• [EXERCISE DETAILS]: Please give the whole listing again word for word, and drop any pictures it holds.

(DATA PROVIDED begins)

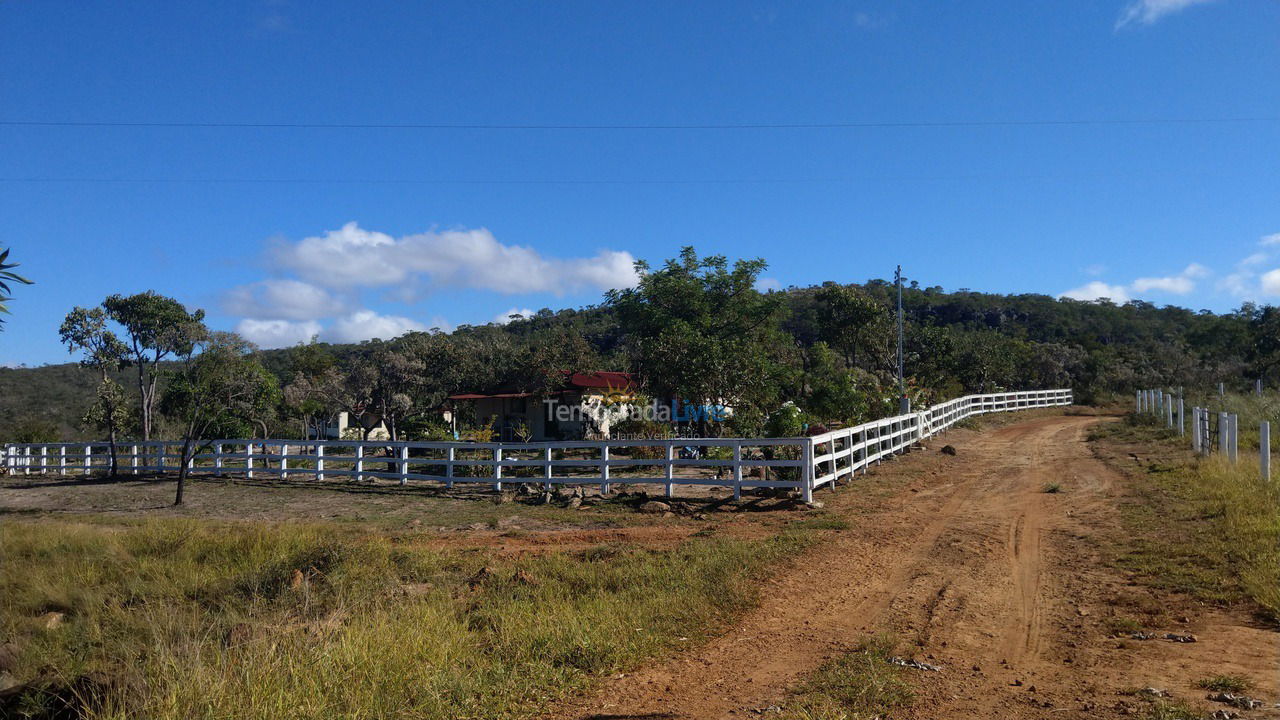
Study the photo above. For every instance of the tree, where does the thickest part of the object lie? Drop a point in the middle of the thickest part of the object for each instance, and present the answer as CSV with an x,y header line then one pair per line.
x,y
158,328
307,364
8,276
855,326
85,329
700,332
219,386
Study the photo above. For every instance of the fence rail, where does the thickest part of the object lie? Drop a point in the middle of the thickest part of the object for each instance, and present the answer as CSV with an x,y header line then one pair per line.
x,y
801,464
1211,431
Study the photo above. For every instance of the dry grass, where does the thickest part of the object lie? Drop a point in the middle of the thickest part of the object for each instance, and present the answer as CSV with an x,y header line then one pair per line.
x,y
191,619
862,684
1201,525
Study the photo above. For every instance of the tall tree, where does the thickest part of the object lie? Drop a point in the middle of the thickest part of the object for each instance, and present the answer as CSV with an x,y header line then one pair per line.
x,y
85,331
158,328
702,333
8,276
218,386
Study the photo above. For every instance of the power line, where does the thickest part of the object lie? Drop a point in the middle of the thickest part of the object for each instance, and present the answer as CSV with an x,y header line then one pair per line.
x,y
37,180
853,124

(DATA PROVIDED ends)

• [ANSWER BOX]:
Study the photo above. For every instance of the tree, where does the thickest part of the object lie? Drop a point in the middle of the thickest part of the object for each instance, and present the answer as CSV with an x,y header line then one pair per line.
x,y
158,328
307,364
8,276
855,326
85,329
700,332
219,386
Study the photo above. For every instance of the fence rail, where does the thickest part of the object lie? Drop a point in the middle of the thickest part of the object for each instance, and present the answer as CSV with an x,y header line then one pair per line.
x,y
801,464
1211,431
Study the photo above. For every instance of the dry grass, where does the thickest part of the object lie? Drop a point in the middle of the thickest part of the object for each instance, and present the answer as CSV with an x,y header line then one pair per line.
x,y
191,619
862,684
1201,525
Study the photo above. For every instance of the tall tree, where does the thickest part of the object lie? Drop a point in the middle of the thickest part of the object for each instance, and present the answer as CSV with an x,y header line then one pair per line.
x,y
85,331
158,328
702,333
8,276
218,386
Study the photo above. For every instance of the power line, where does the thickest part of the object lie? Drop a point in the middle of the thickest part of the object for each instance, and present the answer as CSV with an x,y header line then one pair per line.
x,y
37,180
853,124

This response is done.